# start of Provided material
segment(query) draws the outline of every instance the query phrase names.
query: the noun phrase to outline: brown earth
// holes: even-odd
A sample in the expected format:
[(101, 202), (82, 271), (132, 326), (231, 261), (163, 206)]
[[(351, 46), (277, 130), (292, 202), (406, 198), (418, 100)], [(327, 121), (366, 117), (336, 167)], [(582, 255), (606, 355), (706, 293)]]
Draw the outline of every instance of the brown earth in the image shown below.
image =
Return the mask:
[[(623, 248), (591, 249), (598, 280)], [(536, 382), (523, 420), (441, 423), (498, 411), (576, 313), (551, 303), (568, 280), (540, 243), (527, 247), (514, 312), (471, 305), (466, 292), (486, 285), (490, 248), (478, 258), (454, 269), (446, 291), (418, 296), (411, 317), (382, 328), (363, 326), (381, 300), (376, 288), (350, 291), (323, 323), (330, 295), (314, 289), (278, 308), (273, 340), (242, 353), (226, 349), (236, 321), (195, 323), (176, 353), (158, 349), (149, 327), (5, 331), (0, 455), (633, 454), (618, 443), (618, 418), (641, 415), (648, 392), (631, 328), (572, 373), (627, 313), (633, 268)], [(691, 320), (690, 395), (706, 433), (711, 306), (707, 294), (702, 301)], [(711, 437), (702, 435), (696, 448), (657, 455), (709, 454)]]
# end of Provided material
Goal -
Each line above must be reproduced exactly as it stands.

Exercise output -
segment(query) draws the outline of every instance the query phrase names.
query: the noun phrase to outline: brown earth
// holes: even-odd
A sample in the expected format:
[(101, 202), (82, 271), (132, 326), (231, 261), (163, 206)]
[[(351, 46), (277, 130), (292, 202), (406, 198), (418, 100)], [(327, 121), (366, 117), (336, 167)], [(582, 255), (606, 355), (706, 293)]]
Draw the outline of every instance of the brown earth in the image shown below.
image =
Return the mask:
[[(623, 248), (591, 249), (598, 280)], [(536, 382), (523, 420), (441, 423), (498, 411), (576, 313), (551, 303), (568, 280), (540, 243), (527, 247), (514, 312), (471, 305), (466, 292), (486, 285), (490, 248), (478, 258), (454, 269), (446, 291), (418, 296), (411, 317), (382, 328), (363, 326), (381, 300), (376, 288), (350, 291), (323, 323), (330, 295), (314, 289), (278, 308), (273, 340), (242, 353), (226, 349), (236, 321), (195, 323), (176, 353), (158, 349), (149, 327), (5, 331), (0, 455), (633, 454), (618, 443), (618, 418), (641, 415), (648, 392), (631, 328), (572, 373), (627, 313), (633, 268)], [(691, 320), (690, 395), (706, 433), (711, 306), (707, 294), (702, 301)], [(711, 437), (702, 435), (696, 448), (657, 455), (709, 454)]]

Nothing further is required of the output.